> INSTRUCTIONS TO FOLLOW: Copy each of the items below word for word, without changing or omitting anything.

> GIVEN RECORDS:

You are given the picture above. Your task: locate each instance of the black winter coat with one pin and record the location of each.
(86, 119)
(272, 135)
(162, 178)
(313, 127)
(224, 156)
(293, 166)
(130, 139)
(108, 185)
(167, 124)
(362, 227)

> FINISHED TASK:
You are given the picture above. Your task: locate each instance of the black winter coat with one pin and record the location of each.
(86, 119)
(272, 135)
(162, 178)
(313, 127)
(224, 156)
(293, 166)
(130, 139)
(108, 185)
(167, 124)
(362, 227)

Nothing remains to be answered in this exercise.